» Work instructions
Reproduce the material below with each "ceiling vent" swapped for "air vent" and every other part left unchanged. Omit the pictures.
** Start Working data **
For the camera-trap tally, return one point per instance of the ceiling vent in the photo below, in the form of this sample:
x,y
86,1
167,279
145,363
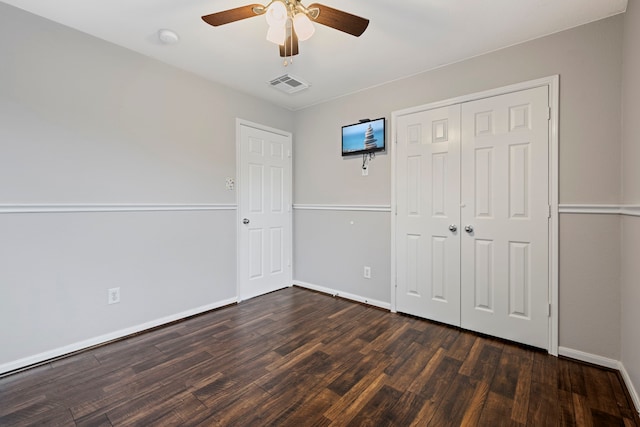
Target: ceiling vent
x,y
288,83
** End Working data **
» Answer below
For the camera-trap tally, return one point per instance of the air vent in the photo below, in the form of this sample:
x,y
86,1
167,279
145,363
Target: air vent
x,y
288,83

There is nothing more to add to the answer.